_EXTRACTED TEXT_
- - - - -

# CPC and LCT



## dj722000 (Oct 29, 2008)

Has anyone seen or heard anything about this?

**Certified Parts Corporation Signs Agreement for Manufacture of Air-Cooled Engines Plans to Introduce Snow King and Complete Engine Lineup Janesville, WI (September 1, 2010) – Certified Parts Corporation (CPC) of Janesville, WI has announced it has entered into an agreement with LCT, (Liquid Combustion Technology) of Travelers Rest, SC to jointly manufacture air-cooled engines for the outdoor power equipment
market.

LCT’s current horizontal 4-stroke gasoline engine product offering will be extended with this agreement and will also allow CPC and LCT to provide single cylinder and V-twin vertical engines to outdoor power equipment manufacturers. According to Larry Zeman, VP of Winter Engine Products for LCT, “This establishes LCT as an engine manufacturer of choice as it continues to engineer a new generation of power."
**

Now we or most all of us all know that CPC is the one that bought the Tecumseh small engine portion.

Just so you know LCT is a Chinese Co in business for 20 plus yrs.

I just thought this was interesting so thought I would share since there is alot of people yet that didnt know about Tecumseh.

- - - - -

_RECORDED DATA_
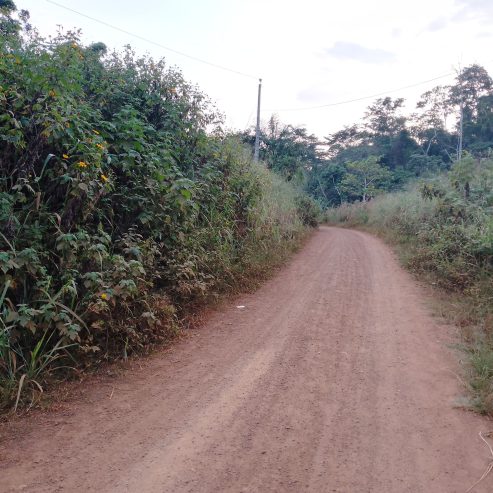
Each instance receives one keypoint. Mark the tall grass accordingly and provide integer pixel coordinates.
(447, 240)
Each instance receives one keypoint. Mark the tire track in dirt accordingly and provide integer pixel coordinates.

- - - - -

_TASKS TO COMPLETE_
[A] Say whether each statement agrees with the CPC and LCT thread, answering yes or no and quoting the thread's deciding words: (i) LCT is located in Travelers Rest, SC; (ii) Larry Zeman is a vice president at CPC; (iii) the agreement covers liquid-cooled engines.
[B] Please pick up the CPC and LCT thread after its last sentence and carry it forward.
The lines are not needed for either task.

_PER-TASK ANSWERS_
[A]
(i) Yes: "LCT, (Liquid Combustion Technology) of Travelers Rest, SC"
(ii) No: "Larry Zeman, VP of Winter Engine Products for LCT"
(iii) No: "jointly manufacture air-cooled engines"

[B]
----------



## 30yearTech (Sep 14, 2006)

Yes, I heard this also. I do believe that LCT is a U.S. company that imports engines from manufacturing facilities located in China. They used to distribute through Stens, as I was a dealer. My understanding is that they are no longer distributing through Stens. I think they are going to use CPC Tecumseh distribution for their engines now.


----------



## dj722000 (Oct 29, 2008)

Yeah I guess LCT is based in Travelers Rest, SC. I have only seen a few of there engines around so I did a little diggin and this is what I came up with.

Yeah I couldnt find why, but I guess Stens had dis-continued thier affilation with LCT as of the end of the year. But I guess your answer explains that.

I just thought it was interesting enough to share.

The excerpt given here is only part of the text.